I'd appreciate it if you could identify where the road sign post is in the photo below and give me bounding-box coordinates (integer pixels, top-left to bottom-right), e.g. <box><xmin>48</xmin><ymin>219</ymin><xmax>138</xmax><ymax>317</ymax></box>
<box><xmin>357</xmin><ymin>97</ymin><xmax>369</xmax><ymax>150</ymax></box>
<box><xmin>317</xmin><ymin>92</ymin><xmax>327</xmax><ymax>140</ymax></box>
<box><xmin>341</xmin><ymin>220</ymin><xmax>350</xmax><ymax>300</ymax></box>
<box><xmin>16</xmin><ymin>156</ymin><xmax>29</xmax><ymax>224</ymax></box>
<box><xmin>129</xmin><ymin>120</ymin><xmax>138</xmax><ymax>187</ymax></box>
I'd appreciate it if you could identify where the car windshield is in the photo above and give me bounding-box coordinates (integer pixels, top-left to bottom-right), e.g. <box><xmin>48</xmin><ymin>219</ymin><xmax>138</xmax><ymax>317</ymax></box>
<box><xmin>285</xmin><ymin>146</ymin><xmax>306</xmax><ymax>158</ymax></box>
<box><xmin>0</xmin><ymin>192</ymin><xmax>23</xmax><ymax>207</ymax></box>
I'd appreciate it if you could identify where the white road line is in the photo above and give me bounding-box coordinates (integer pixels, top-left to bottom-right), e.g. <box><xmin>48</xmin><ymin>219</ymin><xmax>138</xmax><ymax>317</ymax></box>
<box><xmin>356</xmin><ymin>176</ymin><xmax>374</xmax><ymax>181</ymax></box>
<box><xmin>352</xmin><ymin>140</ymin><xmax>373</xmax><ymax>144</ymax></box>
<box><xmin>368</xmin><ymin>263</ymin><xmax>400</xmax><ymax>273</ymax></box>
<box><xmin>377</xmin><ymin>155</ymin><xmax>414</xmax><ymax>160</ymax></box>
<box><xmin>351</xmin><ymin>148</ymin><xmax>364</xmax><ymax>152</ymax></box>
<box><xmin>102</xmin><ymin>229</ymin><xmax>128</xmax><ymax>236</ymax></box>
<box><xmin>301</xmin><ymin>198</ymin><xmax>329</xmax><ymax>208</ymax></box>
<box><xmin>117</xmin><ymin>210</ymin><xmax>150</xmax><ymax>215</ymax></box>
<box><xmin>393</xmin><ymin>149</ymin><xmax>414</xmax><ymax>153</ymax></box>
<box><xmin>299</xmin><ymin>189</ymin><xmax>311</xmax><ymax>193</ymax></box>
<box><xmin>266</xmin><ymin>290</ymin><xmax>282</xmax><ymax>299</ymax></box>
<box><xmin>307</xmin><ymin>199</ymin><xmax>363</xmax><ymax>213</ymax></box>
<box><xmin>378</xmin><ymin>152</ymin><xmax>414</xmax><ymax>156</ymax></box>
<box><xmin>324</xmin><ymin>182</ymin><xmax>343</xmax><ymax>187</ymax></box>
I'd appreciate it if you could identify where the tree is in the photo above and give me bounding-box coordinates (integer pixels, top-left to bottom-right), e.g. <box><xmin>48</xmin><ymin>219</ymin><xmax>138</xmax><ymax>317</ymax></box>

○ ○ ○ ○ ○ ○ ○

Each line above needs to be output again, exactly as shown.

I'd appreciate it if you could identify where the road sign post is in the photo below and give me bounding-box coordinates (integer pixels, top-left to bottom-right), e.g. <box><xmin>48</xmin><ymin>219</ymin><xmax>138</xmax><ymax>317</ymax></box>
<box><xmin>357</xmin><ymin>97</ymin><xmax>369</xmax><ymax>150</ymax></box>
<box><xmin>317</xmin><ymin>92</ymin><xmax>327</xmax><ymax>140</ymax></box>
<box><xmin>341</xmin><ymin>220</ymin><xmax>350</xmax><ymax>300</ymax></box>
<box><xmin>16</xmin><ymin>156</ymin><xmax>29</xmax><ymax>224</ymax></box>
<box><xmin>129</xmin><ymin>120</ymin><xmax>138</xmax><ymax>187</ymax></box>
I'd appreciate it if you could identify where the car windshield is in the photo above and give me bounding-box coordinates (integer pixels, top-left to bottom-right), e.g. <box><xmin>48</xmin><ymin>219</ymin><xmax>138</xmax><ymax>317</ymax></box>
<box><xmin>285</xmin><ymin>146</ymin><xmax>306</xmax><ymax>158</ymax></box>
<box><xmin>0</xmin><ymin>192</ymin><xmax>23</xmax><ymax>207</ymax></box>
I'd appreciate it if you could identify where the white road line is in the photo above and give me bounding-box coordinates (integer pixels, top-left to bottom-right), e.g. <box><xmin>48</xmin><ymin>219</ymin><xmax>138</xmax><ymax>317</ymax></box>
<box><xmin>356</xmin><ymin>176</ymin><xmax>374</xmax><ymax>181</ymax></box>
<box><xmin>352</xmin><ymin>140</ymin><xmax>373</xmax><ymax>144</ymax></box>
<box><xmin>368</xmin><ymin>263</ymin><xmax>400</xmax><ymax>273</ymax></box>
<box><xmin>377</xmin><ymin>155</ymin><xmax>414</xmax><ymax>160</ymax></box>
<box><xmin>351</xmin><ymin>148</ymin><xmax>364</xmax><ymax>152</ymax></box>
<box><xmin>102</xmin><ymin>229</ymin><xmax>128</xmax><ymax>236</ymax></box>
<box><xmin>301</xmin><ymin>198</ymin><xmax>329</xmax><ymax>208</ymax></box>
<box><xmin>117</xmin><ymin>210</ymin><xmax>150</xmax><ymax>215</ymax></box>
<box><xmin>393</xmin><ymin>149</ymin><xmax>414</xmax><ymax>153</ymax></box>
<box><xmin>299</xmin><ymin>189</ymin><xmax>311</xmax><ymax>193</ymax></box>
<box><xmin>266</xmin><ymin>290</ymin><xmax>282</xmax><ymax>299</ymax></box>
<box><xmin>307</xmin><ymin>199</ymin><xmax>363</xmax><ymax>213</ymax></box>
<box><xmin>378</xmin><ymin>152</ymin><xmax>414</xmax><ymax>156</ymax></box>
<box><xmin>324</xmin><ymin>182</ymin><xmax>343</xmax><ymax>187</ymax></box>
I'd appreciate it if you could identify where the tree is in the photo above and give me bounding-box coordinates (integer pixels, top-left to bottom-right), e.g. <box><xmin>48</xmin><ymin>219</ymin><xmax>138</xmax><ymax>317</ymax></box>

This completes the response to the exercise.